**Goal:**
Transcribe the records below exactly, leaving out any pictures.

Records contained in a dataset:
((

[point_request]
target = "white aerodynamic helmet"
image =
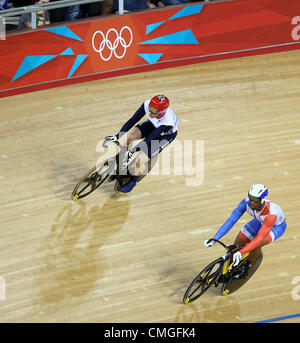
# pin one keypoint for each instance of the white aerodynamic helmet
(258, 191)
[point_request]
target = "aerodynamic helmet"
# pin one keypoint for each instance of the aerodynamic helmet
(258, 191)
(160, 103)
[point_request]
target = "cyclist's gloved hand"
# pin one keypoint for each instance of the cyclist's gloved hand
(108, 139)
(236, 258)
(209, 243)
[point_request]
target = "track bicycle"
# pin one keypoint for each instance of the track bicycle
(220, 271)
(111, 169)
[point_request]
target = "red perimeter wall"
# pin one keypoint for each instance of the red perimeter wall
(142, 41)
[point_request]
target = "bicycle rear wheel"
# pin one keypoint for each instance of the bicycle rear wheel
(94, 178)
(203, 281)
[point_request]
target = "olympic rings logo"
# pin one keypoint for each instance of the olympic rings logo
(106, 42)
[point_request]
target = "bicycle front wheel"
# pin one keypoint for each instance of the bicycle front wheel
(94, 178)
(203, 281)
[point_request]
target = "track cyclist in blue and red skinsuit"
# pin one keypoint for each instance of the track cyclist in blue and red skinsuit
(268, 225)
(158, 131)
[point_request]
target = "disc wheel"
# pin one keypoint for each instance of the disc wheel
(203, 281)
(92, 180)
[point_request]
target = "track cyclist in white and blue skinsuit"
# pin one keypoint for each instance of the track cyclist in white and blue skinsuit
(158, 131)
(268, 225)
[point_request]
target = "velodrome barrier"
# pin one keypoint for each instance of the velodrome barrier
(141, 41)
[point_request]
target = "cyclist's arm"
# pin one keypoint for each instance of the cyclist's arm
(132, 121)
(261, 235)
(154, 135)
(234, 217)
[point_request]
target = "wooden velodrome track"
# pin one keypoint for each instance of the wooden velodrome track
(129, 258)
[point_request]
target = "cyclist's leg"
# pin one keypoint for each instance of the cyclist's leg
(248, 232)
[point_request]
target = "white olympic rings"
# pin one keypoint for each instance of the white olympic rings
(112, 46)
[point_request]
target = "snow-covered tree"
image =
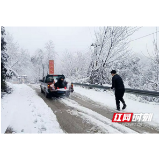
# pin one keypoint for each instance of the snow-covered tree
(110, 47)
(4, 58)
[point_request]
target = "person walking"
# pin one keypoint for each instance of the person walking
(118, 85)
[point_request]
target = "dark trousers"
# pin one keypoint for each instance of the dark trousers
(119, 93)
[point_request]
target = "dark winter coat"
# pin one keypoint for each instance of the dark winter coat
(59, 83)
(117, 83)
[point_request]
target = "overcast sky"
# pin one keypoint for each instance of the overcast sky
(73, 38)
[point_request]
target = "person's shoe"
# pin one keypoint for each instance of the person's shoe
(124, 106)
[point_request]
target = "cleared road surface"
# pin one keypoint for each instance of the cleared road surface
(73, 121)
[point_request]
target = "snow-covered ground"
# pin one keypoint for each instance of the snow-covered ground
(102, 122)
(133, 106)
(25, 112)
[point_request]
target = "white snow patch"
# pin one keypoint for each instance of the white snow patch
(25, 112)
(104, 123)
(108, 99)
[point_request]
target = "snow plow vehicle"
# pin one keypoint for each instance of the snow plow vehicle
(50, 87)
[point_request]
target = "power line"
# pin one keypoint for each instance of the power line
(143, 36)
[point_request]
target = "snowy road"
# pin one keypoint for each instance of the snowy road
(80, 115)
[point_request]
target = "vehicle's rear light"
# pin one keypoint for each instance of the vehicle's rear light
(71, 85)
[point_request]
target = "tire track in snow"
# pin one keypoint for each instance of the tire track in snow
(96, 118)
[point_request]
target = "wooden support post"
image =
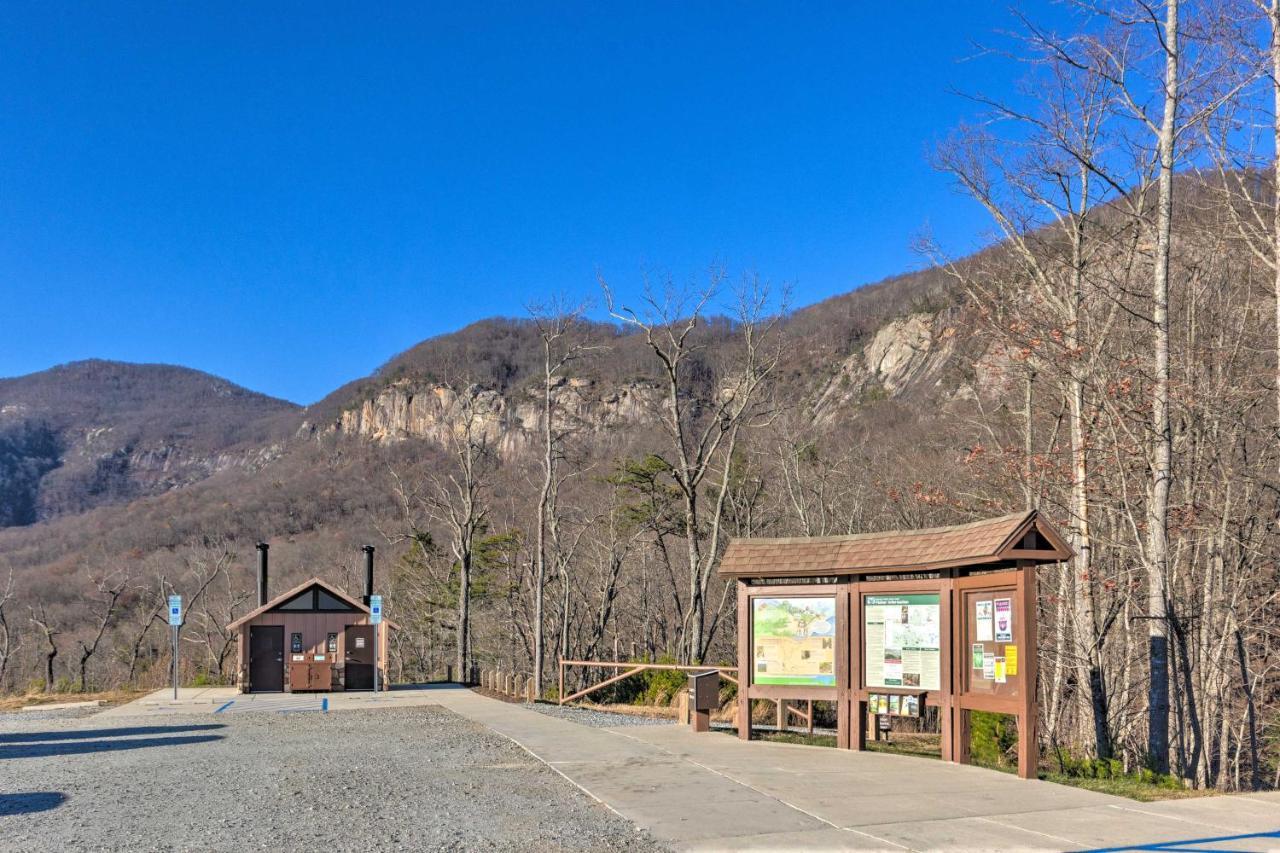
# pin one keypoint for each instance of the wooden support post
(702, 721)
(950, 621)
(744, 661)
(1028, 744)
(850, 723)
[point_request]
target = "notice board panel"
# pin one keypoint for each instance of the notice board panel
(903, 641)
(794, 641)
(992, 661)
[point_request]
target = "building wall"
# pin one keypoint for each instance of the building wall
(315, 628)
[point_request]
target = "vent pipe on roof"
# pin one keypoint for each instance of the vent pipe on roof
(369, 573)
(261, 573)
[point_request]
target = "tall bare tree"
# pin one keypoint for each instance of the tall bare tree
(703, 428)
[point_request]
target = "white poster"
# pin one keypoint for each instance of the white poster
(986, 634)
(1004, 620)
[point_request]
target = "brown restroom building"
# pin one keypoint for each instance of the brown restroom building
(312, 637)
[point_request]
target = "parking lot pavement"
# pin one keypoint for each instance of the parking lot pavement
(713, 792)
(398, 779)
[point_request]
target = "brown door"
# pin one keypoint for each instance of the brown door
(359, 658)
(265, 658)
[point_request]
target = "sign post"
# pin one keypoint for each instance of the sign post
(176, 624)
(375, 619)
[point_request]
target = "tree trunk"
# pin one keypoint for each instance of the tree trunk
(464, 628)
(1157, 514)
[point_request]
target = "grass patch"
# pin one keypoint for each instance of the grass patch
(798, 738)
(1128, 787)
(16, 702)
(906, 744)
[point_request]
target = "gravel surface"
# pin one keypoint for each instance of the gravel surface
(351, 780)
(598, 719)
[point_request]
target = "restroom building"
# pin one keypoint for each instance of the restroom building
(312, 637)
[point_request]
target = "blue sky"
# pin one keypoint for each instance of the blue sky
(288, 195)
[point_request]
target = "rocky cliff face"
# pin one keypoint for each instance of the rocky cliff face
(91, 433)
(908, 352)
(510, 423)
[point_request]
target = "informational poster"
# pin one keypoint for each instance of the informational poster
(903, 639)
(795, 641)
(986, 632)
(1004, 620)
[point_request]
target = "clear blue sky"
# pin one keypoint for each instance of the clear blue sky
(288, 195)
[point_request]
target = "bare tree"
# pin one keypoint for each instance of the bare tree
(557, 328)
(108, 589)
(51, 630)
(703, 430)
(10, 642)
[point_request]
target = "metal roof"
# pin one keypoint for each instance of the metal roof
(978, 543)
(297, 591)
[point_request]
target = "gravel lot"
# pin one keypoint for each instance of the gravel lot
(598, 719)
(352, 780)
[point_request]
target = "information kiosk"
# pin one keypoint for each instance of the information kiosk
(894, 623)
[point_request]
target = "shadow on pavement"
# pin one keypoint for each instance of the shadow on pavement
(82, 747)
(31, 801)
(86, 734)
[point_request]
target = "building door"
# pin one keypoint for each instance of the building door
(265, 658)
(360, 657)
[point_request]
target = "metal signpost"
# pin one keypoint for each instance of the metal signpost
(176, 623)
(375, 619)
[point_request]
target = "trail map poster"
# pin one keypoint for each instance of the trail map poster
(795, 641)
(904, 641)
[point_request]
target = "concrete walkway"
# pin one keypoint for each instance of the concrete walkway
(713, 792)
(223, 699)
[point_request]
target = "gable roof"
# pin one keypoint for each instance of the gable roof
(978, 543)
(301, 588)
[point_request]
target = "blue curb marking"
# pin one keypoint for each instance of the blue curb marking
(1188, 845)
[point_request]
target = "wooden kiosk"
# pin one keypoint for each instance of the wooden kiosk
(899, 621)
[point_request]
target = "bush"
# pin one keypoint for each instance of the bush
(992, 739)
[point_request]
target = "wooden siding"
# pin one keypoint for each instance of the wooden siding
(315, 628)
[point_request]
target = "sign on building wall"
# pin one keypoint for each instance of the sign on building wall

))

**Output for this exercise:**
[point_request]
target = "white aerodynamic helmet"
image =
# pin one keypoint for each instance of the white aerodynamic helmet
(258, 191)
[point_request]
target = "aerodynamic helmet"
# pin one keypoint for each instance of the aerodynamic helmet
(258, 191)
(160, 103)
[point_request]
target = "cyclist's gloved hand"
# pin one keypoint for each instance of the cyclist's gloved hand
(108, 139)
(236, 258)
(209, 243)
[point_request]
target = "track bicycle"
# pin one keypoint for each instance of the track bicycle
(220, 271)
(111, 169)
[point_request]
target = "red perimeter wall"
# pin one keypoint for each instance of the red perimeter wall
(142, 41)
[point_request]
target = "bicycle rear wheel"
# pin one keypoint for each instance of the bicycle rear wheel
(94, 178)
(203, 281)
[point_request]
target = "olympic rings logo"
# pin one keypoint for each instance of the olympic rings logo
(106, 42)
[point_request]
target = "bicycle front wheel"
# pin one keypoint for each instance of the bicycle front wheel
(94, 178)
(203, 281)
[point_request]
target = "track cyclist in blue and red skinsuit"
# pin one keypoint for each instance of the track cyclist in blue and red skinsuit
(268, 225)
(158, 131)
[point_request]
target = "disc wheel"
# pin one keypoint for each instance of the disc wheel
(203, 281)
(92, 180)
[point_request]
target = "track cyclist in white and blue skinsuit"
# pin one keypoint for each instance of the track cyclist in white and blue skinsuit
(158, 131)
(268, 225)
[point_request]
target = "velodrome barrier"
# pin one keypoint for each instance of the velodrome barrier
(141, 41)
[point_request]
target = "cyclist's arm"
# pin one keypoint for each instance of the cyclist's arm
(132, 121)
(261, 235)
(154, 135)
(234, 217)
[point_request]
target = "wooden velodrome track"
# pin one keypoint for each instance of the wooden velodrome track
(129, 258)
[point_request]
target = "cyclist's leg"
# pin one keypoint for each instance of the cyclist's leg
(248, 232)
[point_request]
target = "white olympic rings"
# pin one keypoint for each instance of the white olympic rings
(112, 46)
[point_request]
target = "snow-covered tree"
image =
# pin one keypoint for each instance of the snow-covered tree
(110, 47)
(4, 58)
[point_request]
target = "person walking"
# pin one keypoint for each instance of the person walking
(118, 85)
[point_request]
target = "dark trousers"
# pin one keypoint for each instance of the dark trousers
(119, 93)
[point_request]
target = "dark winter coat"
# pin one keypoint for each instance of the dark winter coat
(59, 83)
(117, 83)
[point_request]
target = "overcast sky"
# pin one keypoint for each instance of the overcast sky
(73, 38)
[point_request]
target = "person's shoe"
# pin one keypoint for each instance of the person's shoe
(124, 106)
[point_request]
target = "cleared road surface"
# pin one keypoint for each instance of the cleared road surface
(73, 121)
[point_request]
target = "snow-covered ground"
# pin one keypoint for each instance of the snow-covered ground
(102, 122)
(133, 106)
(25, 112)
[point_request]
target = "white snow patch"
# pin one keypoint for each instance of the white snow patch
(25, 112)
(104, 123)
(108, 99)
[point_request]
target = "snow plow vehicle"
# pin one keypoint for each instance of the snow plow vehicle
(50, 87)
[point_request]
target = "power line"
# pin one keypoint for each instance of the power line
(143, 36)
[point_request]
target = "snowy road"
# pin one keypoint for each instance of the snowy road
(80, 115)
[point_request]
target = "vehicle's rear light"
# pin one keypoint for each instance of the vehicle's rear light
(71, 85)
[point_request]
target = "tire track in snow"
# pin one keypoint for each instance of the tire track in snow
(96, 118)
[point_request]
target = "wooden support post"
image =
# pin one keypoint for each instance of the wooden support post
(702, 721)
(950, 621)
(744, 661)
(1028, 744)
(850, 723)
[point_request]
target = "notice board panel"
# pin one keypoint for each instance of the notice board panel
(903, 641)
(794, 641)
(992, 661)
[point_request]
target = "building wall"
# pin one keypoint for each instance of the building wall
(315, 628)
[point_request]
target = "vent pipe on roof"
# pin one keypoint for each instance of the vent pipe on roof
(369, 573)
(261, 573)
[point_request]
target = "tall bare tree"
# pin one keypoint for each instance of the tall bare tree
(703, 428)
[point_request]
target = "white poster"
# pin one keypoint for each instance of the white poster
(986, 634)
(1004, 620)
[point_request]
target = "brown restroom building"
# pin one keypoint for each instance of the brown restroom building
(312, 637)
[point_request]
target = "parking lot pavement"
# pin one keypoint for each instance of the parking lot pavement
(713, 792)
(398, 779)
[point_request]
target = "brown door"
# pin one keypoint for each instance of the brown door
(359, 658)
(265, 658)
[point_request]
target = "sign post"
# pin one keypoint for each instance of the sign post
(176, 624)
(375, 619)
[point_request]
target = "tree trunk"
# pin one keypoint for each instance of the tree trunk
(464, 628)
(1157, 514)
[point_request]
target = "grass patch"
# pin one keypoint for each instance of the grass patch
(798, 738)
(1128, 787)
(16, 702)
(906, 744)
[point_request]
target = "gravel surface"
# pin one keypoint for each instance of the gravel surface
(351, 780)
(598, 719)
[point_request]
target = "restroom building"
# pin one keypoint for each instance of the restroom building
(312, 637)
[point_request]
target = "blue sky"
# pin one keypoint for each instance of the blue sky
(288, 195)
[point_request]
target = "rocky cliff face"
# pin one keypoint for each instance of the rocky cliff face
(91, 433)
(908, 352)
(510, 423)
[point_request]
target = "informational poster"
# pin one keypoint for each instance of the informational poster
(903, 639)
(795, 641)
(986, 632)
(1004, 620)
[point_request]
target = "clear blue sky"
# pin one keypoint for each instance of the clear blue sky
(288, 195)
[point_request]
target = "bare tree"
# pin one keypoint for each instance of the bare tree
(557, 328)
(108, 589)
(51, 630)
(703, 430)
(10, 642)
[point_request]
target = "metal roof"
# pin one keypoint for each instance of the metal roof
(978, 543)
(297, 591)
[point_request]
target = "gravel lot"
# pin one keypoint for each instance of the gravel lot
(598, 719)
(352, 780)
[point_request]
target = "information kiosk"
# pin one keypoint for each instance of the information kiosk
(894, 623)
[point_request]
target = "shadow on pavement"
# pin one keypoint for each instance of the shadow on pavement
(82, 747)
(31, 801)
(86, 734)
[point_request]
target = "building door"
# pin one keypoint for each instance of the building door
(265, 658)
(360, 657)
[point_request]
target = "metal signpost"
# pin one keypoint for each instance of the metal signpost
(176, 623)
(375, 619)
[point_request]
target = "trail map poster"
# pin one keypoint for each instance of the trail map poster
(795, 641)
(904, 641)
[point_request]
target = "concrete walkway"
# pin one keypoint for each instance of the concrete walkway
(713, 792)
(223, 699)
[point_request]
target = "gable roof"
# pin one keypoint for each instance of the gable roof
(978, 543)
(301, 588)
[point_request]
target = "blue curb marking"
# pin one keypoint for each instance of the blue curb marking
(1188, 845)
[point_request]
target = "wooden kiosk"
# pin one keypoint for each instance of the wooden kiosk
(899, 621)
[point_request]
target = "bush"
# pin one keypoint for each instance of the bush
(992, 739)
[point_request]
target = "wooden siding"
# pin one keypoint for each instance of the wooden siding
(315, 628)
[point_request]
target = "sign on building wall"
# pin one keypoint for each instance of the sign on building wall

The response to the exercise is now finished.